[Your assignment]:
Copy the listing that follows, line for line, without a single difference.

[Material to process]:
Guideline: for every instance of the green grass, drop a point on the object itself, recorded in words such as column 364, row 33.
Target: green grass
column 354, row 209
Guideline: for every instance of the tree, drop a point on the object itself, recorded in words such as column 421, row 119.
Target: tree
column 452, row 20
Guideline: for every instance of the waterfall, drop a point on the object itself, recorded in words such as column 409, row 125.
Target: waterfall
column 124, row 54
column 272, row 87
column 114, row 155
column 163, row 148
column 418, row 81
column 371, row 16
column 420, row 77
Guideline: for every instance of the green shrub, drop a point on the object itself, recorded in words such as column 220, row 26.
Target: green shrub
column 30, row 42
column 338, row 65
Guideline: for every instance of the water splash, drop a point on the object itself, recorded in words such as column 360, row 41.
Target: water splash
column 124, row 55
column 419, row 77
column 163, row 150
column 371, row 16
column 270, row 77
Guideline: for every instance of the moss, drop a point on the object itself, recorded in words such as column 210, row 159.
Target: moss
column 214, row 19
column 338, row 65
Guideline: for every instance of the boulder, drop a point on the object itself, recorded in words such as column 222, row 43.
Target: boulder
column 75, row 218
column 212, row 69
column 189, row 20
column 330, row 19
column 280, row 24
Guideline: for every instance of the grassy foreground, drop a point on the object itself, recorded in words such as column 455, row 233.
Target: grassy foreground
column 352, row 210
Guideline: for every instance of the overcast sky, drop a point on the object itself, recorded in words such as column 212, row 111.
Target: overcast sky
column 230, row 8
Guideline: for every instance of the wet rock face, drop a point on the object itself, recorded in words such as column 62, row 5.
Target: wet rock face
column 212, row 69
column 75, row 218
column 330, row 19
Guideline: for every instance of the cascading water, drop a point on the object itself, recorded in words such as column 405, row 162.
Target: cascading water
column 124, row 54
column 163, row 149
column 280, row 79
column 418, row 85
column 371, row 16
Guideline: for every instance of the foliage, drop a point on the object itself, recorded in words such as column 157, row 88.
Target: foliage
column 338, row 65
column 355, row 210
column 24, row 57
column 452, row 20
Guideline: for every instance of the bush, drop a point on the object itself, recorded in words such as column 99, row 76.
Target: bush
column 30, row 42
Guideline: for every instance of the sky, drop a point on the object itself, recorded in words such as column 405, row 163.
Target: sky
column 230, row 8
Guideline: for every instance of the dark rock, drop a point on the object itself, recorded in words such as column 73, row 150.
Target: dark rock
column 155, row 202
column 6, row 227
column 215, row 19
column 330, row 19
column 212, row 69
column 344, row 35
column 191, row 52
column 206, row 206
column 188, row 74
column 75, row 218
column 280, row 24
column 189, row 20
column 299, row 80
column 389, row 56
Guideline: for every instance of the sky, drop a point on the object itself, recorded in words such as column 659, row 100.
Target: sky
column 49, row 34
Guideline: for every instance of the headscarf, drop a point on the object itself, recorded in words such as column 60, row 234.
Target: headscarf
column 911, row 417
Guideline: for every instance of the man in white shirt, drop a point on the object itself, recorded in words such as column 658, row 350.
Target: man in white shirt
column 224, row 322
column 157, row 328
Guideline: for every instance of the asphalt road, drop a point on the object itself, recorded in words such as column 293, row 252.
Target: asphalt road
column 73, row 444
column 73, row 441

[Solution for this exercise]:
Guideline: for every instance of the green grass, drop a point on the object itself, recorded in words such as column 364, row 33.
Target: green grass
column 354, row 209
Guideline: for every instance of the tree, drop a point on the object itself, recorded in words such as column 421, row 119.
Target: tree
column 452, row 20
Guideline: for every instance of the waterfall, drop a point on the object itself, recorded in words such as column 409, row 125.
Target: waterfall
column 124, row 54
column 272, row 87
column 114, row 155
column 163, row 148
column 418, row 81
column 371, row 16
column 420, row 77
Guideline: for every instance of the green shrub, drop a point on the object itself, recorded in words such as column 220, row 26.
Target: green shrub
column 30, row 42
column 338, row 65
Guideline: for every instance of the water splash, drop a point on the object itself, recorded in words such as column 360, row 41.
Target: water splash
column 124, row 55
column 419, row 77
column 163, row 150
column 371, row 16
column 270, row 77
Guideline: for every instance of the moss, drop a point on the object itself, recorded in words such as column 210, row 159.
Target: moss
column 214, row 19
column 338, row 65
Guideline: for every instance of the boulder, drop a point on the object itself, recorded in words such as column 222, row 43.
Target: boulder
column 75, row 218
column 212, row 69
column 189, row 20
column 330, row 19
column 280, row 24
Guideline: for every instance of the grassy foreground, drop a point on the object itself, recorded in words such as column 455, row 233.
Target: grassy foreground
column 352, row 210
Guideline: for every instance of the overcast sky, drop a point on the object itself, recorded in words such as column 212, row 111.
Target: overcast sky
column 230, row 8
Guideline: for every instance of the wet rock face, drop a point on the object itself, recorded in words such as column 62, row 5.
Target: wet rock face
column 212, row 69
column 75, row 218
column 330, row 19
Guideline: for every instance of the cascading water, drop a point on the object itself, recorded in words such as column 405, row 162.
Target: cascading water
column 124, row 54
column 163, row 149
column 280, row 79
column 418, row 85
column 371, row 16
Guideline: for every instance of the foliage, drop a point on the object itself, recorded in words such as column 157, row 88.
Target: foliage
column 338, row 65
column 355, row 210
column 24, row 57
column 452, row 20
Guideline: for every instance of the bush, drop a point on the object itself, recorded in words such as column 99, row 76.
Target: bush
column 30, row 42
Guideline: for every instance of the sky, drop a point on the object itself, recorded in words such as column 405, row 163.
Target: sky
column 230, row 8
Guideline: for every instance of the dark rock, drop a point on the object itself, recorded in words such as column 73, row 150.
Target: dark rock
column 155, row 202
column 6, row 227
column 215, row 19
column 330, row 19
column 212, row 69
column 344, row 35
column 191, row 52
column 206, row 206
column 188, row 74
column 75, row 218
column 280, row 24
column 189, row 20
column 299, row 80
column 389, row 56
Guideline: for every instance of the sky, drop a point on the object itself, recorded in words such as column 659, row 100.
Target: sky
column 49, row 34
Guideline: for every instance of the headscarf, drop a point on the object itself, recorded in words such as column 60, row 234.
Target: headscarf
column 911, row 417
Guideline: for every instance of the man in white shirt, drop a point on the object itself, recorded in words such as column 658, row 350.
Target: man in white shirt
column 224, row 322
column 157, row 328
Guideline: for every instance of the asphalt road, drop a point on the object itself, recorded in words such as column 293, row 252.
Target: asphalt road
column 73, row 444
column 73, row 441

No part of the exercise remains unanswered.